__ZU BEARBEITENDE DATEN__:
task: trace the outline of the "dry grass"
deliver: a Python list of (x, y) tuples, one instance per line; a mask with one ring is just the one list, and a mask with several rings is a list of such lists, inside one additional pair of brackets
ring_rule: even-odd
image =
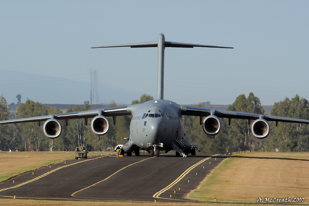
[[(89, 154), (99, 155), (99, 152)], [(6, 152), (0, 153), (0, 182), (26, 172), (75, 158), (73, 151)]]
[[(85, 206), (91, 205), (104, 205), (104, 206), (148, 206), (153, 205), (153, 202), (103, 202), (101, 201), (73, 201), (35, 200), (19, 200), (13, 199), (1, 199), (2, 205), (11, 206)], [(159, 206), (214, 206), (217, 205), (210, 203), (162, 203), (157, 202), (155, 205)], [(241, 206), (242, 204), (220, 204), (220, 206)], [(254, 206), (265, 206), (265, 205), (255, 204)]]
[(256, 203), (259, 197), (290, 197), (292, 200), (304, 198), (300, 203), (309, 203), (309, 153), (256, 152), (233, 157), (224, 160), (188, 197)]

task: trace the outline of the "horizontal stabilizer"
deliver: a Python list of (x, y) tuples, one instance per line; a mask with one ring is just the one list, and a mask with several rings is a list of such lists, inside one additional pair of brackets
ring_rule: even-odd
[[(188, 43), (180, 43), (179, 42), (164, 42), (164, 45), (165, 47), (178, 47), (182, 48), (193, 48), (193, 47), (208, 47), (210, 48), (221, 48), (226, 49), (234, 49), (233, 47), (221, 47), (211, 45), (204, 45), (203, 44), (196, 44)], [(118, 44), (117, 45), (110, 45), (109, 46), (102, 46), (100, 47), (91, 47), (91, 48), (108, 48), (110, 47), (130, 47), (131, 48), (138, 48), (141, 47), (158, 47), (158, 42), (144, 42), (143, 43), (136, 43), (125, 44)]]
[(210, 48), (222, 48), (226, 49), (234, 49), (233, 47), (220, 47), (218, 46), (211, 45), (204, 45), (203, 44), (196, 44), (188, 43), (180, 43), (179, 42), (172, 42), (165, 41), (164, 43), (165, 47), (181, 47), (183, 48), (193, 48), (196, 47), (209, 47)]
[(128, 43), (125, 44), (118, 44), (117, 45), (110, 45), (109, 46), (102, 46), (100, 47), (91, 47), (92, 48), (107, 48), (109, 47), (130, 47), (131, 48), (138, 48), (140, 47), (157, 47), (158, 42), (144, 42), (143, 43)]

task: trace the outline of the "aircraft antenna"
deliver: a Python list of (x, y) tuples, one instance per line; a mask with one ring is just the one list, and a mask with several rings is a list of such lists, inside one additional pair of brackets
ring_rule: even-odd
[(208, 47), (210, 48), (221, 48), (227, 49), (234, 49), (233, 47), (220, 47), (211, 45), (204, 45), (195, 44), (180, 43), (165, 41), (164, 35), (161, 33), (158, 38), (158, 41), (143, 43), (126, 44), (103, 46), (100, 47), (91, 47), (91, 48), (108, 48), (110, 47), (130, 47), (131, 48), (141, 47), (158, 47), (158, 84), (157, 89), (157, 99), (163, 99), (163, 88), (164, 85), (164, 50), (166, 47), (178, 47), (183, 48), (193, 48), (197, 47)]

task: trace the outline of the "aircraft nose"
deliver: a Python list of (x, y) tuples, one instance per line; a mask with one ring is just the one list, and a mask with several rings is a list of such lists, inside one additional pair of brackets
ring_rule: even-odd
[(151, 142), (157, 143), (158, 135), (161, 129), (161, 121), (157, 118), (153, 118), (147, 122), (149, 125), (147, 133)]

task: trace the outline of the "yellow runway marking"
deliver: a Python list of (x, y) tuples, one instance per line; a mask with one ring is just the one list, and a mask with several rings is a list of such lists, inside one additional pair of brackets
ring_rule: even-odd
[(53, 170), (51, 170), (51, 171), (49, 171), (48, 172), (47, 172), (47, 173), (45, 173), (44, 174), (43, 174), (42, 175), (41, 175), (40, 176), (39, 176), (38, 177), (36, 177), (36, 178), (34, 178), (34, 179), (31, 179), (31, 180), (29, 180), (28, 181), (27, 181), (27, 182), (24, 182), (24, 183), (21, 183), (21, 184), (19, 184), (19, 185), (16, 185), (15, 186), (14, 186), (13, 187), (8, 187), (8, 188), (5, 188), (4, 189), (2, 189), (0, 190), (0, 192), (2, 191), (4, 191), (5, 190), (8, 190), (8, 189), (12, 189), (13, 188), (16, 188), (16, 187), (20, 187), (21, 186), (22, 186), (23, 185), (25, 185), (26, 184), (27, 184), (28, 183), (31, 183), (31, 182), (33, 182), (33, 181), (35, 181), (36, 180), (37, 180), (38, 179), (40, 179), (42, 178), (42, 177), (44, 177), (44, 176), (46, 176), (46, 175), (49, 175), (49, 174), (50, 174), (50, 173), (52, 173), (52, 172), (54, 172), (56, 171), (57, 171), (57, 170), (60, 170), (61, 169), (62, 169), (62, 168), (64, 168), (64, 167), (69, 167), (69, 166), (71, 166), (71, 165), (75, 165), (75, 164), (78, 164), (79, 163), (82, 163), (82, 162), (86, 162), (86, 161), (90, 161), (90, 160), (93, 160), (93, 159), (97, 159), (98, 158), (102, 158), (102, 157), (106, 157), (107, 156), (111, 156), (111, 155), (110, 154), (109, 154), (108, 155), (105, 155), (105, 156), (102, 156), (102, 157), (97, 157), (97, 158), (94, 158), (93, 159), (86, 159), (86, 160), (83, 160), (83, 161), (81, 161), (80, 162), (76, 162), (76, 163), (73, 163), (72, 164), (70, 164), (67, 165), (66, 165), (65, 166), (63, 166), (62, 167), (58, 167), (58, 168), (56, 168), (56, 169), (54, 169)]
[(175, 185), (177, 183), (178, 183), (178, 182), (180, 181), (182, 179), (182, 178), (184, 178), (184, 176), (185, 176), (187, 174), (188, 174), (189, 172), (190, 172), (193, 168), (196, 167), (196, 166), (197, 166), (197, 165), (199, 165), (205, 161), (206, 161), (207, 159), (209, 159), (211, 158), (212, 157), (214, 157), (217, 155), (218, 154), (214, 154), (212, 156), (210, 156), (209, 157), (207, 157), (207, 158), (206, 158), (205, 159), (202, 159), (201, 161), (198, 162), (197, 163), (196, 163), (196, 164), (193, 165), (191, 167), (187, 169), (187, 170), (186, 170), (183, 173), (180, 175), (180, 176), (178, 177), (178, 178), (177, 178), (177, 179), (176, 179), (174, 180), (174, 181), (173, 181), (172, 183), (168, 185), (166, 187), (163, 188), (163, 189), (162, 189), (162, 190), (158, 192), (157, 192), (157, 193), (154, 195), (152, 196), (155, 198), (159, 198), (161, 199), (167, 199), (167, 200), (176, 200), (175, 199), (171, 199), (171, 198), (164, 198), (163, 197), (159, 197), (159, 196), (160, 196), (160, 195), (162, 193), (164, 192), (165, 192), (167, 190), (169, 189), (170, 189), (171, 187), (172, 187), (174, 185)]
[(143, 159), (143, 160), (141, 160), (141, 161), (140, 161), (139, 162), (137, 162), (135, 163), (133, 163), (133, 164), (131, 164), (130, 165), (128, 165), (127, 166), (126, 166), (125, 167), (123, 167), (123, 168), (122, 168), (122, 169), (120, 169), (120, 170), (119, 170), (118, 171), (117, 171), (114, 174), (112, 174), (112, 175), (111, 175), (109, 176), (108, 176), (108, 177), (106, 178), (105, 178), (104, 179), (103, 179), (103, 180), (101, 180), (101, 181), (100, 181), (99, 182), (98, 182), (96, 183), (95, 183), (91, 185), (90, 185), (90, 186), (89, 186), (87, 187), (85, 187), (85, 188), (84, 188), (83, 189), (82, 189), (81, 190), (78, 190), (78, 191), (77, 192), (74, 192), (74, 193), (73, 193), (73, 194), (72, 194), (72, 195), (71, 195), (71, 196), (73, 196), (73, 197), (80, 197), (79, 196), (75, 196), (74, 195), (75, 195), (75, 194), (76, 194), (76, 193), (77, 193), (78, 192), (80, 192), (80, 191), (82, 191), (82, 190), (84, 190), (85, 189), (87, 189), (87, 188), (89, 188), (90, 187), (92, 187), (92, 186), (93, 186), (94, 185), (95, 185), (97, 184), (98, 184), (100, 182), (103, 182), (103, 181), (104, 181), (104, 180), (106, 180), (107, 179), (108, 179), (110, 177), (112, 176), (113, 176), (114, 175), (116, 174), (117, 173), (118, 173), (118, 172), (120, 172), (122, 170), (124, 169), (125, 169), (127, 167), (129, 167), (129, 166), (131, 166), (131, 165), (133, 165), (133, 164), (136, 164), (137, 163), (140, 163), (140, 162), (142, 162), (143, 161), (146, 160), (147, 159), (151, 159), (151, 158), (153, 158), (154, 157), (150, 157), (150, 158), (147, 158), (147, 159)]

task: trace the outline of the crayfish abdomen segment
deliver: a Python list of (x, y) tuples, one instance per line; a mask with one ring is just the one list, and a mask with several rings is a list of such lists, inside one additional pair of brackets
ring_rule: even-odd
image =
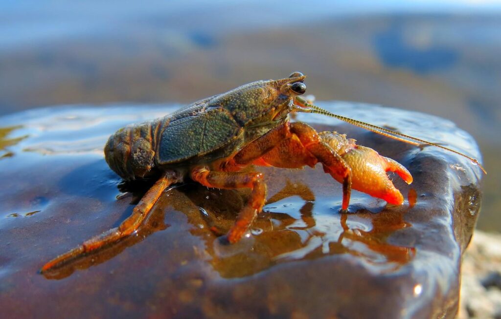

__AUFGABE__:
Bearbeite die Zeilen von der Zeile mit „task: trace the outline of the crayfish“ bis zum Ende der Daten, beide Enden eingeschlossen: Ersetze dort „ring_rule“ durch „fill_rule“ und lass alles andere unverändert. Gib nur diese Zeilen wieder, ohne die Bilder.

__ENDGÜLTIGE ANTWORT__:
task: trace the outline of the crayfish abdomen segment
deliver: a Python list of (x, y) tuples, one instance per line; a mask with one ring is just the one list, and a mask with several rings is a list of such lists, inside one additional pair of brackets
fill_rule: even-odd
image =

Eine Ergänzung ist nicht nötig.